++++ Text to read ++++

According to founding member
Ralf Hütter -- the last original member after Florian Schneider quit in late 2008 -- this box is the final word on the music and artwork of those iconic recordings that helpredefined contemporary pop culture. Even today, Kraftwerk are openly acknowledged as inspirations by everyone from Radiohead to Hot Chip to LCD Soundsystem while their robotic theatricality and Teutonic sound design can be found in the fabric of today's biggest pop stars and most cutting-edge techno. Hütter, who admits to not being particularly nostalgic about Kraftwerk's past, talks to Spinner about why now is the time to finally compile a retrospective collection.

'Catalogue' amounts to a private retrospective for you. How was it listening back to all the recordings?

As you can imagine, we are playing some major compositions in our live concert, so it wasn't that strange to go through the old files. We did this once before in the mid-'80s, when we started to transfer all the original Kling Klang studio sounds from the very old analog tapes onto digital format, so it wasn't such a surprise to go into the old songs. It was more an engineering type of work.

Do you find yourself, even now, discovering new elements in the work you did back then?

Some ideas come back and some sounds modify over the years, so it's interesting. But I'm not a very retrospective person. I'm more looking forward.

Yet for all that lack of retrospection, there's this box set coming out. Why now?

++++

Request: Name every act that the Kraftwerk interview says openly acknowledges Kraftwerk as an inspiration.

++++ Recorded information ++++

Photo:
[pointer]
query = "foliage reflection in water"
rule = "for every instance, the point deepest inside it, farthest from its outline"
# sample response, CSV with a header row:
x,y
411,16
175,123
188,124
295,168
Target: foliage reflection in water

++++

Response for this exercise: Radiohead, Hot Chip, LCD Soundsystem